Image point grounding data
>>

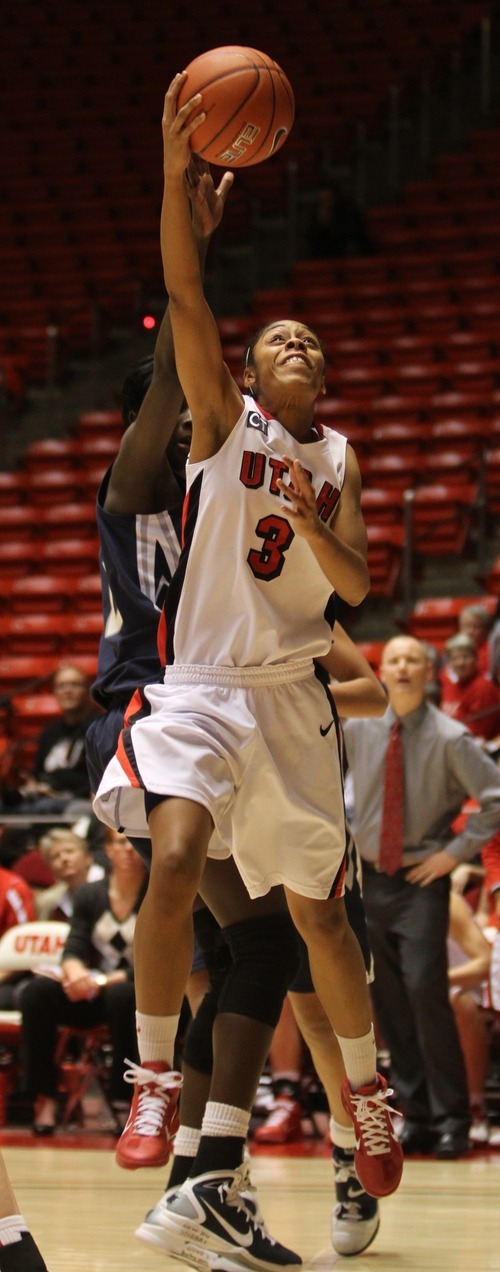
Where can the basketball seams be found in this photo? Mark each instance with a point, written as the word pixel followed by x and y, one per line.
pixel 246 131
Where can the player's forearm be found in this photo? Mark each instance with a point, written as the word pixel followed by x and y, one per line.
pixel 180 248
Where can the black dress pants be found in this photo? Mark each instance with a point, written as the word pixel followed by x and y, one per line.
pixel 407 926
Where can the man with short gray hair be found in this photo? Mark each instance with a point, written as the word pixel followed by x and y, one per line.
pixel 411 772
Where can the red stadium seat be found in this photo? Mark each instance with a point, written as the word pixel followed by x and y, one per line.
pixel 51 454
pixel 395 408
pixel 88 593
pixel 451 466
pixel 70 556
pixel 51 593
pixel 435 618
pixel 19 673
pixel 442 518
pixel 466 436
pixel 493 579
pixel 17 523
pixel 17 559
pixel 46 487
pixel 33 634
pixel 389 471
pixel 31 712
pixel 493 481
pixel 384 559
pixel 372 651
pixel 84 631
pixel 12 490
pixel 382 506
pixel 65 520
pixel 400 439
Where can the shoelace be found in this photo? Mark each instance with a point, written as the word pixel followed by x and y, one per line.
pixel 153 1099
pixel 349 1210
pixel 232 1193
pixel 374 1125
pixel 344 1172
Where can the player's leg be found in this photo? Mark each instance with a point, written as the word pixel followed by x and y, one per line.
pixel 262 945
pixel 181 832
pixel 340 981
pixel 18 1251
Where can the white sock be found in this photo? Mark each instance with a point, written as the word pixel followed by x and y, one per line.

<<

PROBLEM TO SOLVE:
Repeat each line of the records exactly. Do not include the pictures.

RESPONSE TO THE EXERCISE:
Where can the basketball seams be found in this photo? Mark each instance with a point, written as the word pixel followed by x and y, one per line.
pixel 246 131
Where can the player's forearm be found in this photo? Mark each instance with a point, written as the word pixel followed by x and y, one per line.
pixel 180 248
Where can the black dress pants be found in this photo? Mark each instance with a point, written as the word pixel followed by x and y, one per line.
pixel 407 926
Where can the man with short gray hair be found in this photo? Mark each instance with a point, written as the word pixel followed by x and y, one per line.
pixel 411 772
Where can the red stadium seat be found in this photo? Mark each instance with a point, written as the word pixel followed by x and y, one per line.
pixel 51 454
pixel 395 408
pixel 88 593
pixel 451 466
pixel 70 556
pixel 51 593
pixel 435 618
pixel 19 673
pixel 442 518
pixel 466 436
pixel 493 579
pixel 17 523
pixel 17 559
pixel 46 487
pixel 33 634
pixel 389 471
pixel 31 712
pixel 493 481
pixel 384 559
pixel 372 651
pixel 84 631
pixel 12 490
pixel 382 506
pixel 65 520
pixel 400 439
Where can the shoelace be found in this photo? Mark each instance with a point, written as the word pixel followed by x and y, one per line.
pixel 153 1099
pixel 349 1210
pixel 232 1193
pixel 374 1125
pixel 344 1172
Where can the player's leg be found in this photo? Mark each instance with a point, written as the word pixel followed by x and y, one per line.
pixel 262 945
pixel 181 832
pixel 340 981
pixel 18 1251
Where can the white sock be found in this photo? Mark each instance with a point, written as the word pixel followed by x and y, one per line.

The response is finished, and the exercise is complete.